# Requirement 1
From the failover runbook article, output the passage starting with "This is the step" and going on through "two timelines back.", with no changes.
# Requirement 2
According to the failover runbook article, why must writes to the primary be stopped before the replica is promoted? Answer in one to three sentences.

# Article
Note the structure: each step is a role, each step is tagged, each step is idempotent, and each step is named with the order it must execute. You can re-run this playbook safely — that is the point of idempotency in DR. If step 4 (scale ASG) fails because of an EC2 capacity issue and the operator fixes it manually, re-running the playbook will see the ASG already scaled and skip to step 5. This is the difference between a runbook that survives a real disaster and a runbook that breaks the moment reality intrudes.

The vars_prompt is deliberately a typed phrase, not a y/n. Tired engineers at 3am hit y by reflex.


The fence: stop primary writes before promoting

This is the step that operators most often skip in tabletop exercises and most often regret in real failovers. You must stop the primary from accepting writes before promoting the replica, or you will end up with a split brain and no clean way to merge the two timelines back.

# roles/fence_primary/tasks/main.yml
---
- name: Disable primary load balancer (HAProxy/F5)

# Given entries
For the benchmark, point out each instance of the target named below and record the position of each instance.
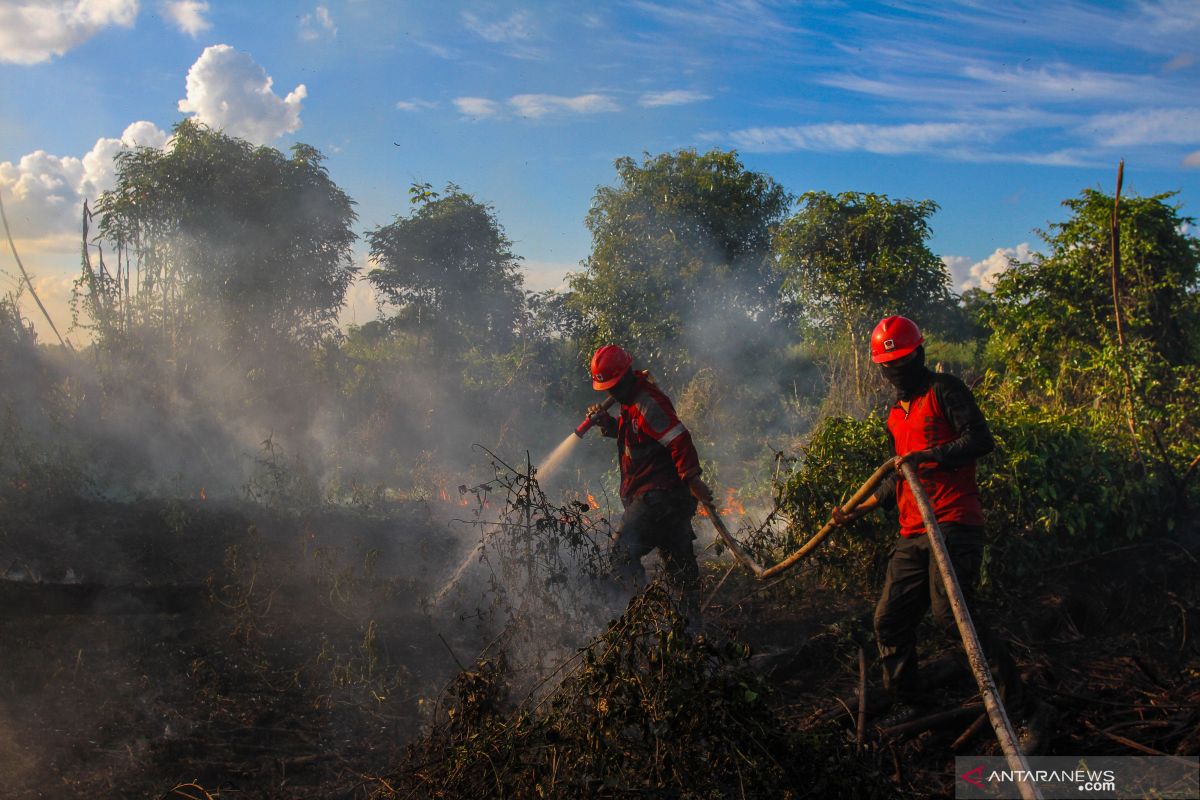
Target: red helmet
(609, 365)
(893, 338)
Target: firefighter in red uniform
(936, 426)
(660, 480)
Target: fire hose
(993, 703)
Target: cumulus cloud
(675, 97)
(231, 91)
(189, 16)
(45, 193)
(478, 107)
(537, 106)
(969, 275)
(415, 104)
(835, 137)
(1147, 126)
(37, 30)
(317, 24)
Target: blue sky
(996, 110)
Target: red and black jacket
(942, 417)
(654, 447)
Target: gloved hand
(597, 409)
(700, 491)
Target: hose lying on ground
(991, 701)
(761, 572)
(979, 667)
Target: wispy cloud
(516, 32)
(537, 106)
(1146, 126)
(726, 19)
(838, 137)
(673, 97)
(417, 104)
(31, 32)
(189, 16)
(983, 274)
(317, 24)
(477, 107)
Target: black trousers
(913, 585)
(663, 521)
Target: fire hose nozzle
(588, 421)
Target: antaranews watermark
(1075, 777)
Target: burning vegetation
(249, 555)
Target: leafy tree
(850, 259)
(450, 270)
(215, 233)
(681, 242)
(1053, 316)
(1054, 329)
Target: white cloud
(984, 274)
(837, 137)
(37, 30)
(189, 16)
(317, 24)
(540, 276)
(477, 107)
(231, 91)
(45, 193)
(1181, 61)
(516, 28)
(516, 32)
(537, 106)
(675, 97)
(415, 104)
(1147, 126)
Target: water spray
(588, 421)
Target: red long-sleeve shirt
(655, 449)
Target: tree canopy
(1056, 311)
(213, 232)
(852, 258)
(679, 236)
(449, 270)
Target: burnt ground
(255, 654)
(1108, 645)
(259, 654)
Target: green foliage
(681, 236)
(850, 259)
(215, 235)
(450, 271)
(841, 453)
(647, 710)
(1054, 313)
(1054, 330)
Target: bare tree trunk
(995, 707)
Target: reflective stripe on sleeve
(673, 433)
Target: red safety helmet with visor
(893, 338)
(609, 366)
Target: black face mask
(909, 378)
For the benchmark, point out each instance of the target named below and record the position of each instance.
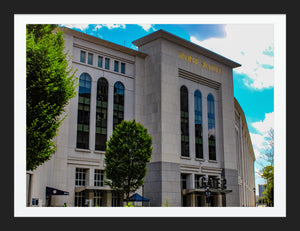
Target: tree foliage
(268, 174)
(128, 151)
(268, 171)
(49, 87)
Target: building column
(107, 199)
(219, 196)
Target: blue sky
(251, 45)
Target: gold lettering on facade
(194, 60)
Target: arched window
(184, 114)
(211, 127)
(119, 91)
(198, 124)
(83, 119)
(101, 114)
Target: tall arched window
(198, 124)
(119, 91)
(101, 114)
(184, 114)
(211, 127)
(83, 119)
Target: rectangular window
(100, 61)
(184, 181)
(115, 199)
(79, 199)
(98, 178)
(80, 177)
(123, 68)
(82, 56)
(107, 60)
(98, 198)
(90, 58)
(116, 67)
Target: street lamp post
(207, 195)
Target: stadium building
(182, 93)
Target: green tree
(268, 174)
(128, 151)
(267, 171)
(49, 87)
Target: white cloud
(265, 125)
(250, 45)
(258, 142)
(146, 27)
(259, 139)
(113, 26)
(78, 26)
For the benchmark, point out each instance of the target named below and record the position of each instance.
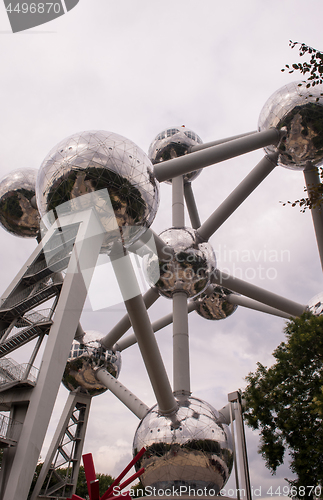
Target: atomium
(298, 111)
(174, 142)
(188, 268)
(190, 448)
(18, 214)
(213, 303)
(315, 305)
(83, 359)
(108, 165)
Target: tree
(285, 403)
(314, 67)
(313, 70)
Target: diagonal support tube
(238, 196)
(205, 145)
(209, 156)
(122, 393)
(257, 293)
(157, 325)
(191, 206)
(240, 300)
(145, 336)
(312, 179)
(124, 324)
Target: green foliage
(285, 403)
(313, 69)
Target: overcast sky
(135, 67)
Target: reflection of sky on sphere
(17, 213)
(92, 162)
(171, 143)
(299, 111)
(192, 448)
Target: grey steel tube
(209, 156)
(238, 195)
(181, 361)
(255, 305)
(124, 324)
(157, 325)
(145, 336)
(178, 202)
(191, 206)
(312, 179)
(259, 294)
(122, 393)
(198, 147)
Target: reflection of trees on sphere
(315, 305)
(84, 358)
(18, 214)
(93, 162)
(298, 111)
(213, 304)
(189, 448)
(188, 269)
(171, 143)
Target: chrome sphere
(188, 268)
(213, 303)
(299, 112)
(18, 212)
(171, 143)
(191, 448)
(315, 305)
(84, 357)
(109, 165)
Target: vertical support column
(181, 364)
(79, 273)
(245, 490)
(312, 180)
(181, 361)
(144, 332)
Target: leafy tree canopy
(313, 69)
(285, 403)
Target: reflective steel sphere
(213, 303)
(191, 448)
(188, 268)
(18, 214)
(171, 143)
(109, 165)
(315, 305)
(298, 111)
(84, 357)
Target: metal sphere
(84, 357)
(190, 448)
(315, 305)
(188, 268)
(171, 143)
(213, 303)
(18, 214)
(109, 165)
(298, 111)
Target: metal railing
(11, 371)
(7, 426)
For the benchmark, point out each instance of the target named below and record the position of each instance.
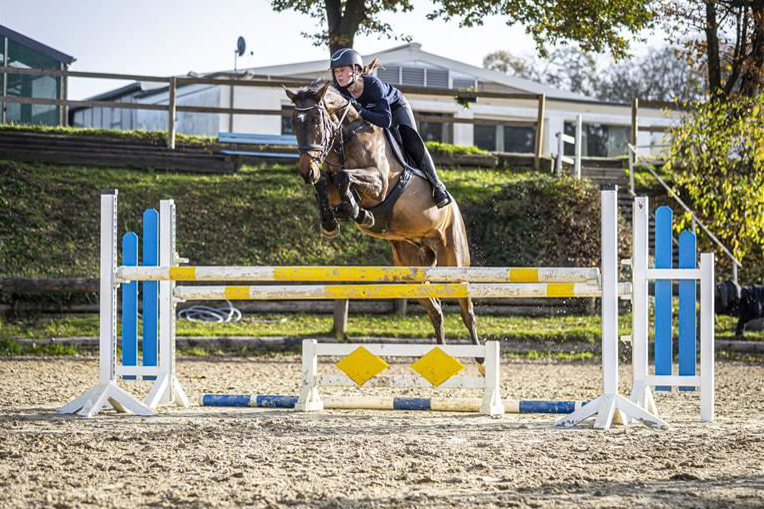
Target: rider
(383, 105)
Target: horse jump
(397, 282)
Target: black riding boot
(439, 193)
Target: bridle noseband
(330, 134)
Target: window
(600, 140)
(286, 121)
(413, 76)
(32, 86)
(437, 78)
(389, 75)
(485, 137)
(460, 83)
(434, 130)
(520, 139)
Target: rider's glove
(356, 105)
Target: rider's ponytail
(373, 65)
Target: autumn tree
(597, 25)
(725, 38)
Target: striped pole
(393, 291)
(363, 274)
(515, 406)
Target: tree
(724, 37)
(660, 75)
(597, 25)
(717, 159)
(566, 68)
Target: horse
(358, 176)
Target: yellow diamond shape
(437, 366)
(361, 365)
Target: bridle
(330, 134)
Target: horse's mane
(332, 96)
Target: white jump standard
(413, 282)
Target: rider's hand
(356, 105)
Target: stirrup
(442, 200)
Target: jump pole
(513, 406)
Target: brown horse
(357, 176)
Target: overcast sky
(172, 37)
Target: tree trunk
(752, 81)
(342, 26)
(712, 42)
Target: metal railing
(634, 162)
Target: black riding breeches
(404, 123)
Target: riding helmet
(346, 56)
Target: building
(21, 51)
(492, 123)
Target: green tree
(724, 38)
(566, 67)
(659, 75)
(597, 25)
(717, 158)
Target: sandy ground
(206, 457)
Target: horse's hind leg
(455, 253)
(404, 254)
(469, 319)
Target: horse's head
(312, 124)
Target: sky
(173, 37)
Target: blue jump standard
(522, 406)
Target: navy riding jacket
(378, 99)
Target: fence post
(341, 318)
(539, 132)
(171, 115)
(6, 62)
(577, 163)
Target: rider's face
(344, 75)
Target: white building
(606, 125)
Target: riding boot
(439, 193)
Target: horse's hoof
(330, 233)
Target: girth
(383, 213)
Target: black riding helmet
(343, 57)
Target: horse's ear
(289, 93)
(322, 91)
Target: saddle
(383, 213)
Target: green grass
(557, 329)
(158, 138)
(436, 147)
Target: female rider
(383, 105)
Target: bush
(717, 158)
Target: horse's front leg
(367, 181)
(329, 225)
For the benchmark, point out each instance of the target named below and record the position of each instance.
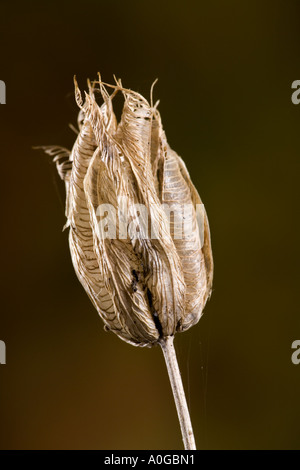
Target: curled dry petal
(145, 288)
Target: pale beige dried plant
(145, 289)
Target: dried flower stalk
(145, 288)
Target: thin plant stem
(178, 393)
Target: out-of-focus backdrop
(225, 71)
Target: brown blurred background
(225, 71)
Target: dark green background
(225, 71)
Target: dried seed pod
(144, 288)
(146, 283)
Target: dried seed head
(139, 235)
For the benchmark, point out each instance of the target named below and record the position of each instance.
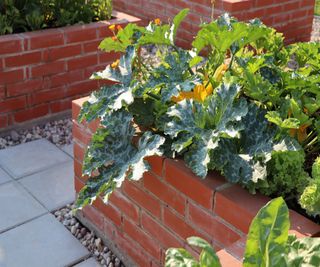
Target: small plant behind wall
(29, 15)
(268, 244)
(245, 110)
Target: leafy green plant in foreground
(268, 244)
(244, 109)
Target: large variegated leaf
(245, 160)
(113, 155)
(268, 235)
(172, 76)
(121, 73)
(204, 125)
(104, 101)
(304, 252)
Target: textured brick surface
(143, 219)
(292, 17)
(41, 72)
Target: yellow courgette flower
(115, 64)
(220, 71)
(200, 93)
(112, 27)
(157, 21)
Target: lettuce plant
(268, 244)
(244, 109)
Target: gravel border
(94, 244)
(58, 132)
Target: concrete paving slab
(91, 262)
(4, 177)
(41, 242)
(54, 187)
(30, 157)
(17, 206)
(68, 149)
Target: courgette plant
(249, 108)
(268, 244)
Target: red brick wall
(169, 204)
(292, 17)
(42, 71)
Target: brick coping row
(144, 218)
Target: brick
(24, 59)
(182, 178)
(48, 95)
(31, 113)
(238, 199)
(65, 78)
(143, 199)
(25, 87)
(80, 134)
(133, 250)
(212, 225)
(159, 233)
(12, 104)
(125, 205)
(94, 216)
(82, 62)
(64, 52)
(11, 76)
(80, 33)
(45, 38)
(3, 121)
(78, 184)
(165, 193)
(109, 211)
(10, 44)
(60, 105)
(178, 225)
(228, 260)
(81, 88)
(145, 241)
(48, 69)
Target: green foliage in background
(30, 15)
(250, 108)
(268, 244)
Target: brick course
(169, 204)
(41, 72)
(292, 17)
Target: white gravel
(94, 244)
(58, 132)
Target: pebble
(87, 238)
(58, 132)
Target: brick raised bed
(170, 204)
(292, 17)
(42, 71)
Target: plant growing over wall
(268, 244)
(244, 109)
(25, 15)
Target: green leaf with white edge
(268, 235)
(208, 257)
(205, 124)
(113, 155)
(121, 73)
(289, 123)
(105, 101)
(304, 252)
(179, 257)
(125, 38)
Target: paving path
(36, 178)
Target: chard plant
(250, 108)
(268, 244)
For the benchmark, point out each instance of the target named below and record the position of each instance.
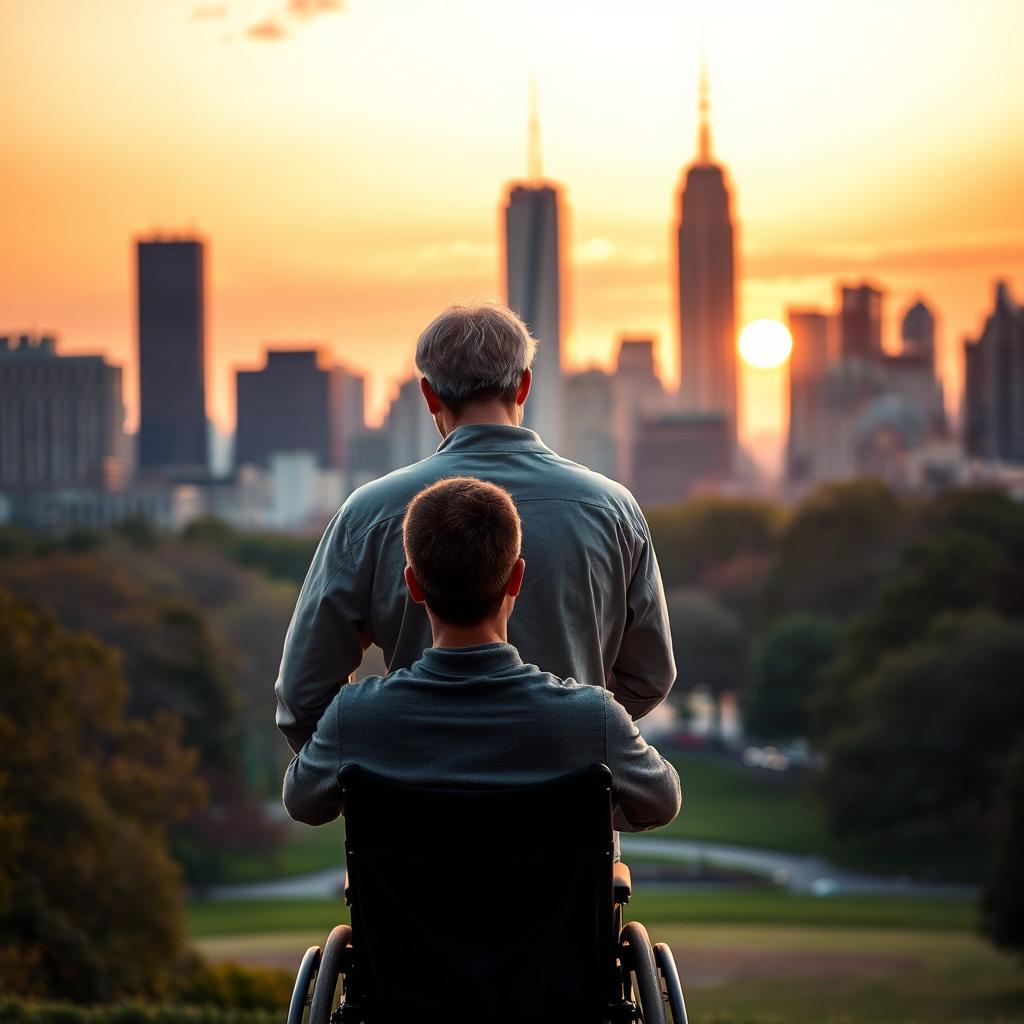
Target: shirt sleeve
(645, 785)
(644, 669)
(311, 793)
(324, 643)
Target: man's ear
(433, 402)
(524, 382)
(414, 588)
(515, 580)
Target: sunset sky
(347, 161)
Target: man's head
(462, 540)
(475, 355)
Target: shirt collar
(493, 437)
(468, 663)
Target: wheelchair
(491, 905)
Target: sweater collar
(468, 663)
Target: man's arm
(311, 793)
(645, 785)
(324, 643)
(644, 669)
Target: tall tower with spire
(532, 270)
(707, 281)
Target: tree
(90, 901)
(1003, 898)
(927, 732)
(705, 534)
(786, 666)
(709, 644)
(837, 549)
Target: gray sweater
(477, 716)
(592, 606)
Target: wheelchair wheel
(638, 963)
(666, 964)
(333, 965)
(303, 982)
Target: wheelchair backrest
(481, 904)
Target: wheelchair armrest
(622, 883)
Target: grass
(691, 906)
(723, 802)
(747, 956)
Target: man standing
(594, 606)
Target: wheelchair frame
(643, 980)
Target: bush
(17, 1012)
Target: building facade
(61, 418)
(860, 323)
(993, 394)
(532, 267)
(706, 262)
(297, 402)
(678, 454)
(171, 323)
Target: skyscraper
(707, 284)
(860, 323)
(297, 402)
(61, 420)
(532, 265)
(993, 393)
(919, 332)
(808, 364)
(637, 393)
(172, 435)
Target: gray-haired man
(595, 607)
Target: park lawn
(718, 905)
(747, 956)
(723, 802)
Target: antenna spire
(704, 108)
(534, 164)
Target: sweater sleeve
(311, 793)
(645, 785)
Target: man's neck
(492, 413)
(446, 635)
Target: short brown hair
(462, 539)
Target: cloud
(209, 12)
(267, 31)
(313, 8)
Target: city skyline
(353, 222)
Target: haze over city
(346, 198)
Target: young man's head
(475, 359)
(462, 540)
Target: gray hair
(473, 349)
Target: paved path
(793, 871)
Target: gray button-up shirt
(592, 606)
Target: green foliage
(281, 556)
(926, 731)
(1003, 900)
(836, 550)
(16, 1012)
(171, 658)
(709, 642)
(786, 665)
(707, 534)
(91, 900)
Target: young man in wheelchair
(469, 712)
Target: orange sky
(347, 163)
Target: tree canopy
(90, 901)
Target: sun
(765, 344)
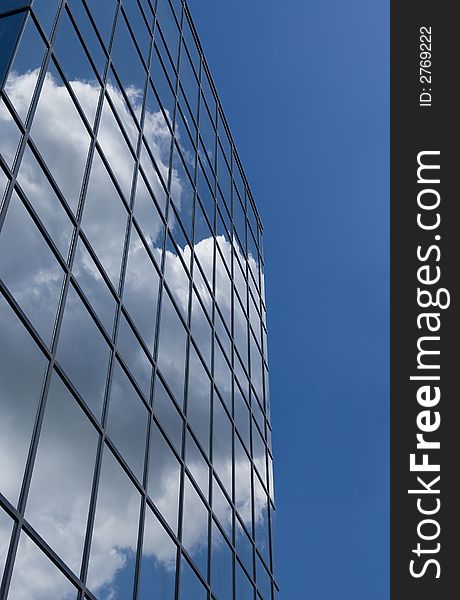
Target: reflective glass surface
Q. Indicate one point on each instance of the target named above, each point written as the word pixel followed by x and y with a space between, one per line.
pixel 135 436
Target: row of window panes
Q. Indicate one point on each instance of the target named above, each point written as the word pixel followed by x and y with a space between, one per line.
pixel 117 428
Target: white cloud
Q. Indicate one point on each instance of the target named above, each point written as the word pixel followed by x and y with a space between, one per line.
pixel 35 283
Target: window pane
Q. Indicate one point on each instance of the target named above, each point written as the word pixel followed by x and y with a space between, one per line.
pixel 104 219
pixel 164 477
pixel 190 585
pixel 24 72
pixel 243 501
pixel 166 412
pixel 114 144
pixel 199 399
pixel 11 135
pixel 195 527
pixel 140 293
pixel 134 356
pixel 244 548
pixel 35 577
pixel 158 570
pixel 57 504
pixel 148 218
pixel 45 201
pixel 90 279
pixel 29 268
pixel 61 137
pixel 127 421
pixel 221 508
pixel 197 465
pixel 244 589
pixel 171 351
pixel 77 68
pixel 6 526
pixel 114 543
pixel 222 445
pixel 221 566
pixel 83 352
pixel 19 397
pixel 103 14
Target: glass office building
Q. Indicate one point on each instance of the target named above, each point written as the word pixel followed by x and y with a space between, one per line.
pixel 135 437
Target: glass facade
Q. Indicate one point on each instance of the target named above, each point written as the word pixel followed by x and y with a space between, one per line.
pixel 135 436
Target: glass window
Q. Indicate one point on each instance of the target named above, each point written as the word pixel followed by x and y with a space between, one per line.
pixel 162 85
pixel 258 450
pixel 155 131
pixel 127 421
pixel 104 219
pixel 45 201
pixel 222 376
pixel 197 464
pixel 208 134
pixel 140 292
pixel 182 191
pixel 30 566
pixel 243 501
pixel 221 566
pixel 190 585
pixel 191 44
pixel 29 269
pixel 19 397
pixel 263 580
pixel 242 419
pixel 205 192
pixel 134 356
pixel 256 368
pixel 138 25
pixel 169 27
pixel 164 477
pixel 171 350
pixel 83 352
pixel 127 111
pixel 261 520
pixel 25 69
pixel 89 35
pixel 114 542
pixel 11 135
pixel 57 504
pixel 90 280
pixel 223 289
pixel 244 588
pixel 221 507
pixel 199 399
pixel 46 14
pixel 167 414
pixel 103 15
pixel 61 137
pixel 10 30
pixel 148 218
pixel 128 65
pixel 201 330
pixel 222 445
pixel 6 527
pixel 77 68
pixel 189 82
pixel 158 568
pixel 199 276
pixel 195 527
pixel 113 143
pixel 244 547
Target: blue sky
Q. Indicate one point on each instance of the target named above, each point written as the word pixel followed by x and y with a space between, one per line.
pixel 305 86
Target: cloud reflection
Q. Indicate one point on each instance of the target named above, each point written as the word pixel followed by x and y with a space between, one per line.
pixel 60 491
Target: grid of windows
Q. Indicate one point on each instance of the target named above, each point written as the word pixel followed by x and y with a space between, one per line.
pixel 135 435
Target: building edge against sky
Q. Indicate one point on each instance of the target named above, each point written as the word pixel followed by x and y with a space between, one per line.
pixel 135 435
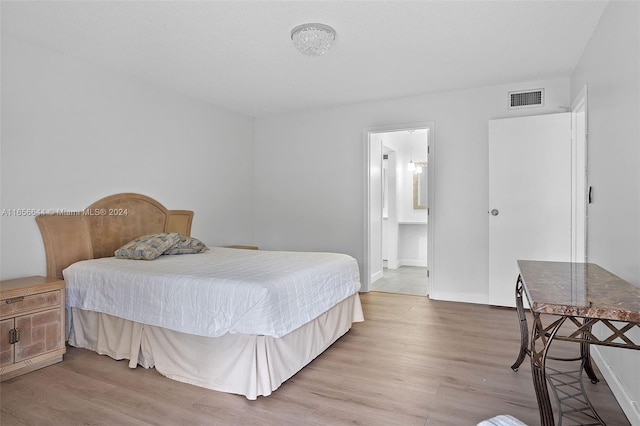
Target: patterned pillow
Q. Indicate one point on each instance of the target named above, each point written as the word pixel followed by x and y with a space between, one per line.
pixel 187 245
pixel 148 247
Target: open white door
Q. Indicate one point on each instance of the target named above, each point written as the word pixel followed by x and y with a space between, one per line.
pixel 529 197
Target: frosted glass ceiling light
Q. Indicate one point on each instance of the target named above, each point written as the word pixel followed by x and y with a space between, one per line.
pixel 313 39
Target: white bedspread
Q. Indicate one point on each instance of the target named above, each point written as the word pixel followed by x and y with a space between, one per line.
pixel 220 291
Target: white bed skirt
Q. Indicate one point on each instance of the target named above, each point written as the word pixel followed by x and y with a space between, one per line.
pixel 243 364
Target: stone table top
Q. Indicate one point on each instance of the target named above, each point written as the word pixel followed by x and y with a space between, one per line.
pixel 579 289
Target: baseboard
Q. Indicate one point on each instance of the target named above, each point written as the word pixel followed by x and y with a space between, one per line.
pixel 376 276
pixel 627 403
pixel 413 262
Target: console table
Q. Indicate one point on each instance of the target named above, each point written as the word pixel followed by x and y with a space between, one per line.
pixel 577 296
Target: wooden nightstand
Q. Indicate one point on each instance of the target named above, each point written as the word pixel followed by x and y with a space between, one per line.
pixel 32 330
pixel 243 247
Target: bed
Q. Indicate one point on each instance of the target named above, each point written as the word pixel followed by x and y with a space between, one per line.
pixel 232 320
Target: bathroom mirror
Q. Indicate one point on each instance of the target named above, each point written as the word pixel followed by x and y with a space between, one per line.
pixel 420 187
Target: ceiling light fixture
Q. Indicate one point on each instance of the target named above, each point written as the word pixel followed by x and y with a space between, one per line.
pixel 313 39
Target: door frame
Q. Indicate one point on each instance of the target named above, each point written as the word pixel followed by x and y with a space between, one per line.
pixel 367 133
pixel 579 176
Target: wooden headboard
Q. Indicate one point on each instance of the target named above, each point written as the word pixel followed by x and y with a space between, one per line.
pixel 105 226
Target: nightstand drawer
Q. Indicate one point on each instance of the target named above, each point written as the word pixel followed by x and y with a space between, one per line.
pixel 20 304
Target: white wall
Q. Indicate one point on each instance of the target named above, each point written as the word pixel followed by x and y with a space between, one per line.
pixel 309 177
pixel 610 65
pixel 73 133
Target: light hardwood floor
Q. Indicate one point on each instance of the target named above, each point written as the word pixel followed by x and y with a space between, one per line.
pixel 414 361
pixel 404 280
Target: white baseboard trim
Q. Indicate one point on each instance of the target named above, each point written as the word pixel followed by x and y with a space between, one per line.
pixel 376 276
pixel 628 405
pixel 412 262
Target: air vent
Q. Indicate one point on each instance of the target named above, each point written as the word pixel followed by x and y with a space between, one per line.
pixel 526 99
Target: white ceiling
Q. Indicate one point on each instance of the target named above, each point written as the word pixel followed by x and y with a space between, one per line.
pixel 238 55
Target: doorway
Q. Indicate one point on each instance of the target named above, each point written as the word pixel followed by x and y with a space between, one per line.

# Task output 1
This is the step that operators most often skip in tabletop exercises and most often regret in real failovers. You must stop the primary from accepting writes before promoting the replica, or you will end up with a split brain and no clean way to merge the two timelines back.

# Task output 2
If the primary keeps accepting writes while the replica is promoted, the result is a split brain. There is then no clean way to merge the two timelines back together.